[start of RECORDS SHOWN]

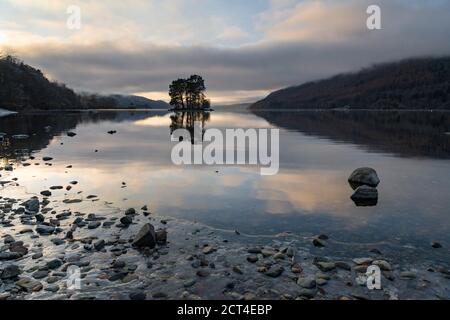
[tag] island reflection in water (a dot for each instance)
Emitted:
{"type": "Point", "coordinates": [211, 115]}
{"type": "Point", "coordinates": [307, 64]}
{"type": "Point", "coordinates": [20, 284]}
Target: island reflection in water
{"type": "Point", "coordinates": [310, 194]}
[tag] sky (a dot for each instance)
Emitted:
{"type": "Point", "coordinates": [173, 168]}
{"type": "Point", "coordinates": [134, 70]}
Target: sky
{"type": "Point", "coordinates": [244, 49]}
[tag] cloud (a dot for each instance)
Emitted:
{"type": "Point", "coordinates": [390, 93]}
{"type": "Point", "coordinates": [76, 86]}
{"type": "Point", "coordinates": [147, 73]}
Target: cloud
{"type": "Point", "coordinates": [131, 49]}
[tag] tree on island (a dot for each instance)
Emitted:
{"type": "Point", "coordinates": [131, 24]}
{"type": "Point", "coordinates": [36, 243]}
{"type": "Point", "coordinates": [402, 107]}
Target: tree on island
{"type": "Point", "coordinates": [189, 93]}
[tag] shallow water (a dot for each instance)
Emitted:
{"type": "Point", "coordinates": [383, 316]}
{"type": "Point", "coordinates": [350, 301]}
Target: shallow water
{"type": "Point", "coordinates": [309, 195]}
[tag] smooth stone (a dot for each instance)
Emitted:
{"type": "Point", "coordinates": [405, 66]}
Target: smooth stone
{"type": "Point", "coordinates": [94, 225]}
{"type": "Point", "coordinates": [40, 274]}
{"type": "Point", "coordinates": [161, 236]}
{"type": "Point", "coordinates": [363, 261]}
{"type": "Point", "coordinates": [126, 220]}
{"type": "Point", "coordinates": [138, 295]}
{"type": "Point", "coordinates": [365, 196]}
{"type": "Point", "coordinates": [45, 230]}
{"type": "Point", "coordinates": [383, 264]}
{"type": "Point", "coordinates": [275, 272]}
{"type": "Point", "coordinates": [99, 245]}
{"type": "Point", "coordinates": [326, 266]}
{"type": "Point", "coordinates": [208, 250]}
{"type": "Point", "coordinates": [29, 284]}
{"type": "Point", "coordinates": [54, 264]}
{"type": "Point", "coordinates": [10, 271]}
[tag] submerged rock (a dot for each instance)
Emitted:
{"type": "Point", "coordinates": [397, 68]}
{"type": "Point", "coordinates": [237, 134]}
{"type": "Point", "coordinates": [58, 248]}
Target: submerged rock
{"type": "Point", "coordinates": [9, 272]}
{"type": "Point", "coordinates": [32, 205]}
{"type": "Point", "coordinates": [365, 196]}
{"type": "Point", "coordinates": [364, 177]}
{"type": "Point", "coordinates": [146, 237]}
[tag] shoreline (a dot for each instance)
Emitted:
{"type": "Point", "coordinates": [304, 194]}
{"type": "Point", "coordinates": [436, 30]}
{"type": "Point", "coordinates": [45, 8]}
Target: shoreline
{"type": "Point", "coordinates": [197, 262]}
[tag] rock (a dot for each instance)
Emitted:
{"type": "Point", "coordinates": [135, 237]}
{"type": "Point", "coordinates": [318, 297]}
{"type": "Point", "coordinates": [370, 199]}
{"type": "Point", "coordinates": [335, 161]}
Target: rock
{"type": "Point", "coordinates": [275, 272]}
{"type": "Point", "coordinates": [161, 236]}
{"type": "Point", "coordinates": [37, 256]}
{"type": "Point", "coordinates": [8, 239]}
{"type": "Point", "coordinates": [364, 177]}
{"type": "Point", "coordinates": [436, 245]}
{"type": "Point", "coordinates": [407, 275]}
{"type": "Point", "coordinates": [365, 196]}
{"type": "Point", "coordinates": [254, 250]}
{"type": "Point", "coordinates": [139, 295]}
{"type": "Point", "coordinates": [44, 229]}
{"type": "Point", "coordinates": [237, 270]}
{"type": "Point", "coordinates": [279, 256]}
{"type": "Point", "coordinates": [318, 243]}
{"type": "Point", "coordinates": [159, 295]}
{"type": "Point", "coordinates": [10, 271]}
{"type": "Point", "coordinates": [54, 264]}
{"type": "Point", "coordinates": [202, 273]}
{"type": "Point", "coordinates": [326, 266]}
{"type": "Point", "coordinates": [383, 264]}
{"type": "Point", "coordinates": [57, 241]}
{"type": "Point", "coordinates": [268, 252]}
{"type": "Point", "coordinates": [99, 245]}
{"type": "Point", "coordinates": [29, 285]}
{"type": "Point", "coordinates": [46, 193]}
{"type": "Point", "coordinates": [343, 265]}
{"type": "Point", "coordinates": [32, 206]}
{"type": "Point", "coordinates": [18, 248]}
{"type": "Point", "coordinates": [126, 220]}
{"type": "Point", "coordinates": [9, 256]}
{"type": "Point", "coordinates": [363, 261]}
{"type": "Point", "coordinates": [307, 283]}
{"type": "Point", "coordinates": [296, 268]}
{"type": "Point", "coordinates": [189, 283]}
{"type": "Point", "coordinates": [146, 237]}
{"type": "Point", "coordinates": [119, 264]}
{"type": "Point", "coordinates": [307, 293]}
{"type": "Point", "coordinates": [41, 274]}
{"type": "Point", "coordinates": [94, 225]}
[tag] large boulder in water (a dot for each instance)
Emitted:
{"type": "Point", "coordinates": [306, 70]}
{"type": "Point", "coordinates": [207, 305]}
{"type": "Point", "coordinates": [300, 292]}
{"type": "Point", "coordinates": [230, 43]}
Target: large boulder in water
{"type": "Point", "coordinates": [364, 177]}
{"type": "Point", "coordinates": [365, 196]}
{"type": "Point", "coordinates": [146, 238]}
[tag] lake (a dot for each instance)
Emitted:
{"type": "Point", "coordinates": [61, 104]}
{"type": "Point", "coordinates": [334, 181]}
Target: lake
{"type": "Point", "coordinates": [310, 194]}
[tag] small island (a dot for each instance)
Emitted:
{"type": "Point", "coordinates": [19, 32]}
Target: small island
{"type": "Point", "coordinates": [189, 95]}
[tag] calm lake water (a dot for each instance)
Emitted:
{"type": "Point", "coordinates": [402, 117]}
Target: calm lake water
{"type": "Point", "coordinates": [310, 194]}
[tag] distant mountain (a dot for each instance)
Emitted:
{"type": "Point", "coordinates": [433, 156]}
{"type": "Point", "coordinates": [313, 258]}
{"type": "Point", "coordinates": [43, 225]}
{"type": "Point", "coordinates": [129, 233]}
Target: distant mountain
{"type": "Point", "coordinates": [137, 102]}
{"type": "Point", "coordinates": [23, 87]}
{"type": "Point", "coordinates": [421, 83]}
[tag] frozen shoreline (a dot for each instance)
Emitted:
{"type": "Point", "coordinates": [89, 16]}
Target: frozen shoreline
{"type": "Point", "coordinates": [197, 262]}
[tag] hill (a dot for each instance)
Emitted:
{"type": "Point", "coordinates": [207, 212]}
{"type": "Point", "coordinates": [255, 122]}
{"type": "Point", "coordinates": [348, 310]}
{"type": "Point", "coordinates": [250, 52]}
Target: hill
{"type": "Point", "coordinates": [421, 83]}
{"type": "Point", "coordinates": [138, 102]}
{"type": "Point", "coordinates": [23, 87]}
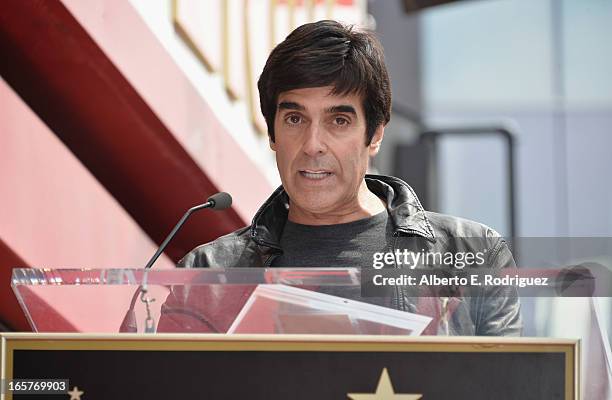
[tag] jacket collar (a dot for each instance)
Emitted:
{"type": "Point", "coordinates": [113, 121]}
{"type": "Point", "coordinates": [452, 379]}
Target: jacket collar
{"type": "Point", "coordinates": [405, 211]}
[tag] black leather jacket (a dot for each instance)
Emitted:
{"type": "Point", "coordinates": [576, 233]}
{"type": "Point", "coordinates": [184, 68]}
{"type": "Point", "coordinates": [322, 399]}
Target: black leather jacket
{"type": "Point", "coordinates": [488, 311]}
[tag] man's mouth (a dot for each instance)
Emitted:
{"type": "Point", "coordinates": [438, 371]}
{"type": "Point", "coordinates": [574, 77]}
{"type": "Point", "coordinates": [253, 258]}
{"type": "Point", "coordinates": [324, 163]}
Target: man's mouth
{"type": "Point", "coordinates": [316, 175]}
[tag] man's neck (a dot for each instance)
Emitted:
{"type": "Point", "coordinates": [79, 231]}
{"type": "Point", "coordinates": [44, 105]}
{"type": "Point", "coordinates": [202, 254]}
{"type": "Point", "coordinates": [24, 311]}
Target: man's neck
{"type": "Point", "coordinates": [365, 205]}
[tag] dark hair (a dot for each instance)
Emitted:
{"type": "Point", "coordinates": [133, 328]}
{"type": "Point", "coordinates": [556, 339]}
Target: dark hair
{"type": "Point", "coordinates": [327, 53]}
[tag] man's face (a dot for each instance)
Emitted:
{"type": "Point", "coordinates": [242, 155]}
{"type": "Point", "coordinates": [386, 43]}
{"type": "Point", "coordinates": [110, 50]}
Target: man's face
{"type": "Point", "coordinates": [320, 149]}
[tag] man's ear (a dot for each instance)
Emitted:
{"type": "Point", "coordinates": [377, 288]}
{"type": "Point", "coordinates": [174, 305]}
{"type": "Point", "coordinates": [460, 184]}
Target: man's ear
{"type": "Point", "coordinates": [374, 146]}
{"type": "Point", "coordinates": [272, 144]}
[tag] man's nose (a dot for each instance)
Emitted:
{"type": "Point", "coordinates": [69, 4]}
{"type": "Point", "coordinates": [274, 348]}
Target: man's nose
{"type": "Point", "coordinates": [314, 141]}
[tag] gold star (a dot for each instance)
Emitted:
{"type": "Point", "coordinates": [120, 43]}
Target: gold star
{"type": "Point", "coordinates": [75, 394]}
{"type": "Point", "coordinates": [384, 391]}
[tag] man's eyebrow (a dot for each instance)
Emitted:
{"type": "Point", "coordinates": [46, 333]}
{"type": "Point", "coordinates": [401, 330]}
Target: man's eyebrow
{"type": "Point", "coordinates": [289, 105]}
{"type": "Point", "coordinates": [341, 108]}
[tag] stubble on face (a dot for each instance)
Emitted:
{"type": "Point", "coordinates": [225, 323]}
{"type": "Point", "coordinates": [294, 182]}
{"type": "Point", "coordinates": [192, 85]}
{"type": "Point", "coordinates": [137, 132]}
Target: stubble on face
{"type": "Point", "coordinates": [322, 157]}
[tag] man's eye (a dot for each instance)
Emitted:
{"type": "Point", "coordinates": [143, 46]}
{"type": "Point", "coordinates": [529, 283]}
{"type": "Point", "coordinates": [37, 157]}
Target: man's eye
{"type": "Point", "coordinates": [293, 119]}
{"type": "Point", "coordinates": [340, 121]}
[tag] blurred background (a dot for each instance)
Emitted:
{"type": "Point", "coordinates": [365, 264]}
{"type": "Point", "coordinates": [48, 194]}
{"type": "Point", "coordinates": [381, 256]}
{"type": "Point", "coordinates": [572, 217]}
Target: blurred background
{"type": "Point", "coordinates": [117, 116]}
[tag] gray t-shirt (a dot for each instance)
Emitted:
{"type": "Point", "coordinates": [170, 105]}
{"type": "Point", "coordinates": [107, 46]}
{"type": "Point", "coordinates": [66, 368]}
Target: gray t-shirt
{"type": "Point", "coordinates": [335, 246]}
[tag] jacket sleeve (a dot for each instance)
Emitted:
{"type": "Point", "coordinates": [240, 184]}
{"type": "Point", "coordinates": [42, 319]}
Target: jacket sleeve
{"type": "Point", "coordinates": [498, 309]}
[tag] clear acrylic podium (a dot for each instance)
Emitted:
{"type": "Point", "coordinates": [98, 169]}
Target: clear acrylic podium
{"type": "Point", "coordinates": [236, 300]}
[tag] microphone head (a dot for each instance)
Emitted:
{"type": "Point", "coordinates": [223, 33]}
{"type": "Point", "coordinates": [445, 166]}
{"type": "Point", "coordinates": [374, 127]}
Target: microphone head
{"type": "Point", "coordinates": [220, 201]}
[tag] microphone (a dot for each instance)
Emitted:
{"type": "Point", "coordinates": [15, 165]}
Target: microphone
{"type": "Point", "coordinates": [219, 201]}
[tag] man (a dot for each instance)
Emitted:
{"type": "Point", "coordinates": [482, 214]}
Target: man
{"type": "Point", "coordinates": [326, 98]}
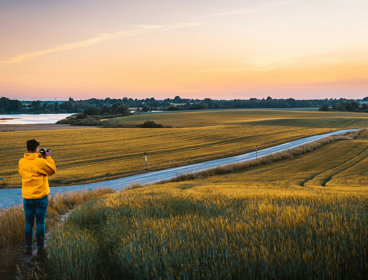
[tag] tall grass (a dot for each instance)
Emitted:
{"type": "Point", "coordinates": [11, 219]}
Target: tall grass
{"type": "Point", "coordinates": [100, 154]}
{"type": "Point", "coordinates": [227, 232]}
{"type": "Point", "coordinates": [12, 223]}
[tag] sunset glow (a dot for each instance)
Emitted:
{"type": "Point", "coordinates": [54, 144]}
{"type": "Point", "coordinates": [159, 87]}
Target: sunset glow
{"type": "Point", "coordinates": [195, 49]}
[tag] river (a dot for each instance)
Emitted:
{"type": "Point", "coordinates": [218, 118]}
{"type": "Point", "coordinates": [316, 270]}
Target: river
{"type": "Point", "coordinates": [31, 118]}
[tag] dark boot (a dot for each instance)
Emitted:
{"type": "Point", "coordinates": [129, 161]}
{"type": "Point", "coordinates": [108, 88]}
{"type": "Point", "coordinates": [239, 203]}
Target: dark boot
{"type": "Point", "coordinates": [28, 251]}
{"type": "Point", "coordinates": [41, 253]}
{"type": "Point", "coordinates": [40, 241]}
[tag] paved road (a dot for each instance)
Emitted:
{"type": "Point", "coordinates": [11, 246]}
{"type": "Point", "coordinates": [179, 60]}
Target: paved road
{"type": "Point", "coordinates": [11, 197]}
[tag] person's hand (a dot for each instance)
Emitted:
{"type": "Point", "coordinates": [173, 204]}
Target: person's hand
{"type": "Point", "coordinates": [48, 153]}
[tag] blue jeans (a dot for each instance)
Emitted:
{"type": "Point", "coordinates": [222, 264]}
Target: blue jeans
{"type": "Point", "coordinates": [35, 208]}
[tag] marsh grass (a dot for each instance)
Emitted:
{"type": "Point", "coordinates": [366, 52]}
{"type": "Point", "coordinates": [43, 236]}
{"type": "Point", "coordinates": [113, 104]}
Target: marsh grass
{"type": "Point", "coordinates": [12, 223]}
{"type": "Point", "coordinates": [214, 232]}
{"type": "Point", "coordinates": [98, 154]}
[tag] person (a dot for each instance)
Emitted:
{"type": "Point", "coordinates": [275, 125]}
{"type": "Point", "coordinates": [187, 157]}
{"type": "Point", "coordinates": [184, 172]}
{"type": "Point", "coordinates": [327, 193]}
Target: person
{"type": "Point", "coordinates": [35, 169]}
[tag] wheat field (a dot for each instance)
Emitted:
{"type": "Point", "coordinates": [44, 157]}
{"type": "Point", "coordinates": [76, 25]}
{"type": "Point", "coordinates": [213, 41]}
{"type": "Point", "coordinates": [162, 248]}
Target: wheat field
{"type": "Point", "coordinates": [95, 154]}
{"type": "Point", "coordinates": [303, 218]}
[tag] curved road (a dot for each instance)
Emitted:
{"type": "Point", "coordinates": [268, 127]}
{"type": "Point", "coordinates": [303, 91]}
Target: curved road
{"type": "Point", "coordinates": [11, 197]}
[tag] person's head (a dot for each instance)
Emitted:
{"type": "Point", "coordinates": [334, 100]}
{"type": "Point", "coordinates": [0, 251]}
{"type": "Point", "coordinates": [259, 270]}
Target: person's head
{"type": "Point", "coordinates": [33, 146]}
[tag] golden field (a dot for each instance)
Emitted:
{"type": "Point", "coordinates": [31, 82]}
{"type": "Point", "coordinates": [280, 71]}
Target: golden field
{"type": "Point", "coordinates": [12, 227]}
{"type": "Point", "coordinates": [303, 218]}
{"type": "Point", "coordinates": [95, 154]}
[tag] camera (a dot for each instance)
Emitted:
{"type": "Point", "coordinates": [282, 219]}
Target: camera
{"type": "Point", "coordinates": [43, 152]}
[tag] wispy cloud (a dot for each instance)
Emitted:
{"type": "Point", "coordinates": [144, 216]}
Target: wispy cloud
{"type": "Point", "coordinates": [250, 10]}
{"type": "Point", "coordinates": [137, 29]}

[end of RECORDS SHOWN]

THE TASK: Reproduce verbatim every line of the data above, from the line containing "[tag] camera (a dot for each instance)" through the final line, both included.

FULL SOLUTION:
[tag] camera (a dot for each instance)
Emitted:
{"type": "Point", "coordinates": [282, 219]}
Target: camera
{"type": "Point", "coordinates": [43, 152]}
[tag] wispy cloud (a dot for each instance)
Emitted:
{"type": "Point", "coordinates": [144, 216]}
Target: wispy cloud
{"type": "Point", "coordinates": [250, 10]}
{"type": "Point", "coordinates": [137, 29]}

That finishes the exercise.